● **Extrait choisi**
····················
Roch Marc Christian Kaboré qui a mis en branle sa campagne de nettoyage par le sommet de l’armée burkinabè où des dysfonctionnements, selon des constats, ont conduit à la mort, officiellement plus de cinquante personnes, notamment des soldats et un civil, n’a aucun intérêt à rester au milieu du gué. La goutte d’eau qui a fait déborder le vase de la colère des Burkinabè qui ont manifesté contre l’insécurité et demandé la démission du chef de l’Etat, est, sans aucun doute, la dernière attaque armée contre le détachement d’Inata, où une fois de plus, les Forces de défense et de sécurité ont été surprises et ont manqué de riposte conséquente face à la puissance de feu de l’ennemi.

Et maintenant, que va-t-il se passer après les changements, d’abord au niveau de la grande muette et maintenant de l’exécutif, gouvernement pour lequel le chef de l’Etat, lors de son message nocturne du 25 novembre au peuple, avait promis une équipe resserrée? Il faut juste espérer que dans sa composition, le nouveau gouvernement dont la formation s’avère urgente, parce que le Burkina est en «guerre», devra faire fi des récompenses politiques et de ce jeu de copinage dans des nominations qui, in fine sont plus préjudiciables que productives pour la conduite du programme du président du Faso. En lieu et place de cadres compétents et dévoués pour le développement et le bien-être des populations, le Burkina s’est ainsi retrouvé avec des ministres beaucoup plus portés, comme le sont la plupart des politiciens sous les tropiques, par des intérêts individuels et très égoïstes.
····················
● **Données extraites**
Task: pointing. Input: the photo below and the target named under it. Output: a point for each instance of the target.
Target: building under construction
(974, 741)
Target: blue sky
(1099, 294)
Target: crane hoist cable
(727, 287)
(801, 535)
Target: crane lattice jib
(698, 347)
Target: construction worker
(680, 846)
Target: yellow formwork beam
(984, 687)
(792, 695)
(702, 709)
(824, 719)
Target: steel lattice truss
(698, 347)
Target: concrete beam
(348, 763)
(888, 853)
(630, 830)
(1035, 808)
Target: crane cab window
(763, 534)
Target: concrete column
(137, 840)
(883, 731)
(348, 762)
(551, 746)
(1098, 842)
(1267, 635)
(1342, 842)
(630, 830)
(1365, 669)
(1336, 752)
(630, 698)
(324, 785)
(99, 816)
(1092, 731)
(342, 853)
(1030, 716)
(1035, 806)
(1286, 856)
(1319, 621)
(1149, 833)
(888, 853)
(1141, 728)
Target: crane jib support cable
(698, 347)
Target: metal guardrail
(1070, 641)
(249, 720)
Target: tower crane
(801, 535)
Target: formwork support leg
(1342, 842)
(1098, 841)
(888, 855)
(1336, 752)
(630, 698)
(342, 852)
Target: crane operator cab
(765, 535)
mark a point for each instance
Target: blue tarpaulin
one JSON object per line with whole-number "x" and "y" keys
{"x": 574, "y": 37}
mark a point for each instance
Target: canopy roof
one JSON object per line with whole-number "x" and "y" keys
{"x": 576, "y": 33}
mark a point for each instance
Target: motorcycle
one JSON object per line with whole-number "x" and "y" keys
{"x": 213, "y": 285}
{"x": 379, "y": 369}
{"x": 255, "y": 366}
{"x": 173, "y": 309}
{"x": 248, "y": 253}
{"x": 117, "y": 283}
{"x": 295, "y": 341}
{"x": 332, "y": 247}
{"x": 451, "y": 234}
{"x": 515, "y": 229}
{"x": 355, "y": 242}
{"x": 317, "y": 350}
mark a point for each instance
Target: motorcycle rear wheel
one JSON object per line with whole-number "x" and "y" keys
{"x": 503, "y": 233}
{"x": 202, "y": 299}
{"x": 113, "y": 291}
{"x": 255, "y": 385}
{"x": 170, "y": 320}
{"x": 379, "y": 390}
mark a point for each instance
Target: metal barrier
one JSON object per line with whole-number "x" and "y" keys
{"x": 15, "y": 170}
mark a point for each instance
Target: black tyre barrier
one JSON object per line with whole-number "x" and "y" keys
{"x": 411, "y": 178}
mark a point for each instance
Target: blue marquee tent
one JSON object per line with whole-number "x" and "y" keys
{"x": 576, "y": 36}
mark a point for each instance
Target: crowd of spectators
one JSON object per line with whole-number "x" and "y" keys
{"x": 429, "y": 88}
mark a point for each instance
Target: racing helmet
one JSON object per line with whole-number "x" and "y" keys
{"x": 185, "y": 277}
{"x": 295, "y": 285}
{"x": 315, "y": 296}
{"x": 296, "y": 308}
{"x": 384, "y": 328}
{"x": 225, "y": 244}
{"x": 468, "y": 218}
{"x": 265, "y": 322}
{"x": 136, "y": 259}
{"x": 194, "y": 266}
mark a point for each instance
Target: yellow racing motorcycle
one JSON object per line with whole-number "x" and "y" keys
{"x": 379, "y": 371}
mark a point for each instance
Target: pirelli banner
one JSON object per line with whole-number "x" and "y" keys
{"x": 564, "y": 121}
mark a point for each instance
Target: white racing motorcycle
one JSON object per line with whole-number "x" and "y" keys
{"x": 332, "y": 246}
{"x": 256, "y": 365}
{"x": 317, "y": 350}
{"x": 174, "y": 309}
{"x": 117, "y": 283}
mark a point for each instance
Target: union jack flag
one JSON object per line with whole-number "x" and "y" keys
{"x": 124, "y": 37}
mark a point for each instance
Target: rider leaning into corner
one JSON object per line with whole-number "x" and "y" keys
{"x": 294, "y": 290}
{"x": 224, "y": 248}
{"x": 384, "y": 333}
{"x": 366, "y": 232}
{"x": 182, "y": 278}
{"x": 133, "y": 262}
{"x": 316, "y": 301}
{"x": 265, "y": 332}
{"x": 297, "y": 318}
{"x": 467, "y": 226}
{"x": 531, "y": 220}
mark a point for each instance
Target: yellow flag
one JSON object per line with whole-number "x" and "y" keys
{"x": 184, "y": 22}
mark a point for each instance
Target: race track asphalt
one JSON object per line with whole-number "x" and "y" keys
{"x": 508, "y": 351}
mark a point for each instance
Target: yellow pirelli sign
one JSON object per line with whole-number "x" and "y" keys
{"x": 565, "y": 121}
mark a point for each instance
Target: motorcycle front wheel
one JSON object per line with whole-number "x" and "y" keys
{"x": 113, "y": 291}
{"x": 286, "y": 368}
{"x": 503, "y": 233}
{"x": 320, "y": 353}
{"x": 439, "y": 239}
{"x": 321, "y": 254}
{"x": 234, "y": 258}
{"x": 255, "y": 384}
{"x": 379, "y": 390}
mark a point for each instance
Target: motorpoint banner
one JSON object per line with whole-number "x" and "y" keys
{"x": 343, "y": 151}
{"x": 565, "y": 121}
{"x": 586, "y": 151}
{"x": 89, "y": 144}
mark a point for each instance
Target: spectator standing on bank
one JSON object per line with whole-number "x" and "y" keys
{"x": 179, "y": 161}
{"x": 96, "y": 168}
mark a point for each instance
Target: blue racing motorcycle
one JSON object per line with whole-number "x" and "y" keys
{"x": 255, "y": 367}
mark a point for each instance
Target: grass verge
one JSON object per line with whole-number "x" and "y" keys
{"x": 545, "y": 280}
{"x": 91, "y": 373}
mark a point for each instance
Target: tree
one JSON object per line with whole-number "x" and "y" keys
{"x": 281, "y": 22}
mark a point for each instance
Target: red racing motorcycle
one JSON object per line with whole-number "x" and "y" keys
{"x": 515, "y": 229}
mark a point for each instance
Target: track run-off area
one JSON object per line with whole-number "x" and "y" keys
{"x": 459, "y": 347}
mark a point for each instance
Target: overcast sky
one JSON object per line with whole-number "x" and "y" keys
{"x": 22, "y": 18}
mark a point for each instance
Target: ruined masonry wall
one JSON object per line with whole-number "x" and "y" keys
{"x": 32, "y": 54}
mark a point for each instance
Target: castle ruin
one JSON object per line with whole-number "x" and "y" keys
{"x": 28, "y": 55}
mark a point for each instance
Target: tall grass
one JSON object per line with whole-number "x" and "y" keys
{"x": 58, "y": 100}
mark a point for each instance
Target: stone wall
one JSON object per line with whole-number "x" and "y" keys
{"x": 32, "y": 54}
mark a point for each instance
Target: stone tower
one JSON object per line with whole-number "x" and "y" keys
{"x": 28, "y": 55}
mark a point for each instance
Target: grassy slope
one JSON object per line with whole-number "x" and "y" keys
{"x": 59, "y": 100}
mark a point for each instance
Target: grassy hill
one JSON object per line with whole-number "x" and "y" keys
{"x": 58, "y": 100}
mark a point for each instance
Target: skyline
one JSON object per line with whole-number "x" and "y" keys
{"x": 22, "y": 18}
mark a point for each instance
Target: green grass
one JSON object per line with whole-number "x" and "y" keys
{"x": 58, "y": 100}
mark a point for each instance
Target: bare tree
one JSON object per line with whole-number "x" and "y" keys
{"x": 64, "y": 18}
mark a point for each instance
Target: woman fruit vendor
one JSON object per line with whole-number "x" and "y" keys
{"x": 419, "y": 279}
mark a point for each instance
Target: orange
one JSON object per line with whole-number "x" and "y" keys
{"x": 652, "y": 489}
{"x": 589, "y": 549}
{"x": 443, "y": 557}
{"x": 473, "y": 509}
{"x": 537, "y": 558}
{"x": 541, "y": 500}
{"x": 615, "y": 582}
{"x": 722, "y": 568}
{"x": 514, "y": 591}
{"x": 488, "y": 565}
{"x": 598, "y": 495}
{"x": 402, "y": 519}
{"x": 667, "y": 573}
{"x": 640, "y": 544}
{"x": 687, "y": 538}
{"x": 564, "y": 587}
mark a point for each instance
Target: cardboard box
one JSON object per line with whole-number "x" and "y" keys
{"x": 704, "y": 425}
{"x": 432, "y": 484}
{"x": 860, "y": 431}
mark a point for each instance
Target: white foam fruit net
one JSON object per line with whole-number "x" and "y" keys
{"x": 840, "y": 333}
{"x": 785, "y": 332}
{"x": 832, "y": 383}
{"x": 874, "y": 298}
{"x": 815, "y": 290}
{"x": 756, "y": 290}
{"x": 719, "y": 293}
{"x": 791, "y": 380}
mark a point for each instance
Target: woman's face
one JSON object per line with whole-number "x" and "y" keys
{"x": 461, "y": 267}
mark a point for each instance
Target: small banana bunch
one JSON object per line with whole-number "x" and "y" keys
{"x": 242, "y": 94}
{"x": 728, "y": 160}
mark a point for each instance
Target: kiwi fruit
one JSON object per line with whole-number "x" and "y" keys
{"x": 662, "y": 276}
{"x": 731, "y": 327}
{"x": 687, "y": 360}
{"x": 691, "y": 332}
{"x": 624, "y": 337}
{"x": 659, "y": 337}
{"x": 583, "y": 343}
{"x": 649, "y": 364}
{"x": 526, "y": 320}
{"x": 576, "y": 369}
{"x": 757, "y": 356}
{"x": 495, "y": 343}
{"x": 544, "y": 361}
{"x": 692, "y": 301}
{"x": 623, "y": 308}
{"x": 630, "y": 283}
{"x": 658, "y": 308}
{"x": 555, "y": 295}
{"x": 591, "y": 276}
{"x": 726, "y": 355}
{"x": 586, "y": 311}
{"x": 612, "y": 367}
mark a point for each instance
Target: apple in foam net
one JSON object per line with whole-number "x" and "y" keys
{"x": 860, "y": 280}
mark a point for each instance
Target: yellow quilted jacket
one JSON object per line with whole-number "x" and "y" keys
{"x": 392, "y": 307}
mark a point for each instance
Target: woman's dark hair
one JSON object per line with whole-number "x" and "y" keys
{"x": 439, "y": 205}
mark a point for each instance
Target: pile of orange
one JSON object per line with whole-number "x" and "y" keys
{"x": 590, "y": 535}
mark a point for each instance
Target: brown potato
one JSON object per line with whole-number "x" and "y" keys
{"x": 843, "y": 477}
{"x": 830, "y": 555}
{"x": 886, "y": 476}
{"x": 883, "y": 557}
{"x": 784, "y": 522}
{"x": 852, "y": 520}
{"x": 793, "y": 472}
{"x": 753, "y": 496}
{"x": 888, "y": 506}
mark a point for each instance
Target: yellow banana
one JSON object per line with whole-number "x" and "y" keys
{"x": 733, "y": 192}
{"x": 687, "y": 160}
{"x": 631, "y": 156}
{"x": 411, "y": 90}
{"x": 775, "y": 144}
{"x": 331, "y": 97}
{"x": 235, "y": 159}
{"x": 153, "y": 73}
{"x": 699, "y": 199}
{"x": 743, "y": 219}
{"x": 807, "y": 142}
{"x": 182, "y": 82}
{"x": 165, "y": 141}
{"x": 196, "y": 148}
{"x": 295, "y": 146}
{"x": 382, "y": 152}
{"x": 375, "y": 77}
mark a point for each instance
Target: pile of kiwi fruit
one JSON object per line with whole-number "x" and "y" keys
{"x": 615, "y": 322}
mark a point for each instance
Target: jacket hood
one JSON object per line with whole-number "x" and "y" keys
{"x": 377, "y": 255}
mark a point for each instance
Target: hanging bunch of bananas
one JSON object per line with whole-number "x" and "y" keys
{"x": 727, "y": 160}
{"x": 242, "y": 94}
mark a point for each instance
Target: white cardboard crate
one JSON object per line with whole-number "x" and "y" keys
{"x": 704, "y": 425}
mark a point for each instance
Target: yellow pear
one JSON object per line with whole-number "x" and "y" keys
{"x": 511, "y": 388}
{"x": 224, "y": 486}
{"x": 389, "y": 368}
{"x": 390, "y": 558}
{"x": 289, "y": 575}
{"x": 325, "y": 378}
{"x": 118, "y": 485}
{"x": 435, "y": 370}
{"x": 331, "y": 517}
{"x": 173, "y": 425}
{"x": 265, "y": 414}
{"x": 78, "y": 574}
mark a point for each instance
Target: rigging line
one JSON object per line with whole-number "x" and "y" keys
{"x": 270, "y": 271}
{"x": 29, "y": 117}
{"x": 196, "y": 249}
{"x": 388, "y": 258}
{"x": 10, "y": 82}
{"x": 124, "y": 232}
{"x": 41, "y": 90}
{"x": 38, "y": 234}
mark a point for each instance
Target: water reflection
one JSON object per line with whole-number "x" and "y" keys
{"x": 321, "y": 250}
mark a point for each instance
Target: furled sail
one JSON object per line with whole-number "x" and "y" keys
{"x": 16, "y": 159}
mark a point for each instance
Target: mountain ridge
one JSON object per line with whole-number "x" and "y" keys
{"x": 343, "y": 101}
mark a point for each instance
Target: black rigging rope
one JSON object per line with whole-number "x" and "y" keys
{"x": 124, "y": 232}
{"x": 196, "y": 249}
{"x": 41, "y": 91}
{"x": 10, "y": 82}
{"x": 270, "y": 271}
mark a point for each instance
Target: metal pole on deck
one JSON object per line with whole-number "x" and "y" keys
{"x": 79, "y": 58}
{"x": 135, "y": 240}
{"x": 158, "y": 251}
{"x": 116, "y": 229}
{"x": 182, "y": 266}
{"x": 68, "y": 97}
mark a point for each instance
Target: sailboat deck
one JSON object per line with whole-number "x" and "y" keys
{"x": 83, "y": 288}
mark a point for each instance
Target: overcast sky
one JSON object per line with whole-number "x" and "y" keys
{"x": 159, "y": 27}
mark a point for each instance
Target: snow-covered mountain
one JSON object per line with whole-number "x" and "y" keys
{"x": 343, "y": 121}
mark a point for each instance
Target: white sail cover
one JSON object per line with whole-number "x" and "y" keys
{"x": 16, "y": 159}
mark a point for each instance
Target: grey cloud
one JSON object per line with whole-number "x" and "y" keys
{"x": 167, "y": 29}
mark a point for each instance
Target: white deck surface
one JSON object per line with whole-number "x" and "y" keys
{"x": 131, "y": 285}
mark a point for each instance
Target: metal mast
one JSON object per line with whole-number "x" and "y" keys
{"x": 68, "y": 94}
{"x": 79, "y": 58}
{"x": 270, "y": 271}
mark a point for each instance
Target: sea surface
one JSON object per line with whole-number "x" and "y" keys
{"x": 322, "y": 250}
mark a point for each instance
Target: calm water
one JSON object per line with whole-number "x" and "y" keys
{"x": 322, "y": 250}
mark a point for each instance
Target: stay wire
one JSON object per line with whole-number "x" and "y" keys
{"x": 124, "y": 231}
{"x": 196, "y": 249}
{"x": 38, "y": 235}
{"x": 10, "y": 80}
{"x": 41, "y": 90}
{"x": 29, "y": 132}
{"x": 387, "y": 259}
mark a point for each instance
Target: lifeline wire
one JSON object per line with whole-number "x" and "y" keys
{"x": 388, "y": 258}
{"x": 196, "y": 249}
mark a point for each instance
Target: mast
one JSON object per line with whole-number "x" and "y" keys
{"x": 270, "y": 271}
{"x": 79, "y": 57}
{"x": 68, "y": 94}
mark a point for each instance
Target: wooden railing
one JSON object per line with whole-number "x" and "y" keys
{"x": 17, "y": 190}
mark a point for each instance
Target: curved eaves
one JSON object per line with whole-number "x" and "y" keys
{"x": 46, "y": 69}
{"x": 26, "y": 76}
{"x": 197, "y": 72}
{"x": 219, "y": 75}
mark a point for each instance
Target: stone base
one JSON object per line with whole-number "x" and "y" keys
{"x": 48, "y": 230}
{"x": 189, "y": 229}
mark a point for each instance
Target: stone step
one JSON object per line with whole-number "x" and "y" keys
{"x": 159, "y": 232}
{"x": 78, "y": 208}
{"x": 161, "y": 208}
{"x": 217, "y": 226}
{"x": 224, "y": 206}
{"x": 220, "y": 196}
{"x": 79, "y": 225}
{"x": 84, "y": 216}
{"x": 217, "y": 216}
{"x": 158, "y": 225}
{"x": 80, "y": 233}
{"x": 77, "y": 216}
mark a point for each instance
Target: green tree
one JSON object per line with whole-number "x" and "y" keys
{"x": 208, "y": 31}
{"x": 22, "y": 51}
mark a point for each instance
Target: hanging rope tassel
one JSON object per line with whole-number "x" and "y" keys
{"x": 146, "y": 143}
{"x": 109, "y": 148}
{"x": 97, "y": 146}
····················
● **Action requise**
Extrayez du texte sur l'insécurité au Burkina le passage qui commence par « Et maintenant, que » et se poursuit jusqu'à « et très égoïstes. », en le recopiant mot pour mot.

● **Zone de réponse**
Et maintenant, que va-t-il se passer après les changements, d’abord au niveau de la grande muette et maintenant de l’exécutif, gouvernement pour lequel le chef de l’Etat, lors de son message nocturne du 25 novembre au peuple, avait promis une équipe resserrée? Il faut juste espérer que dans sa composition, le nouveau gouvernement dont la formation s’avère urgente, parce que le Burkina est en «guerre», devra faire fi des récompenses politiques et de ce jeu de copinage dans des nominations qui, in fine sont plus préjudiciables que productives pour la conduite du programme du président du Faso. En lieu et place de cadres compétents et dévoués pour le développement et le bien-être des populations, le Burkina s’est ainsi retrouvé avec des ministres beaucoup plus portés, comme le sont la plupart des politiciens sous les tropiques, par des intérêts individuels et très égoïstes.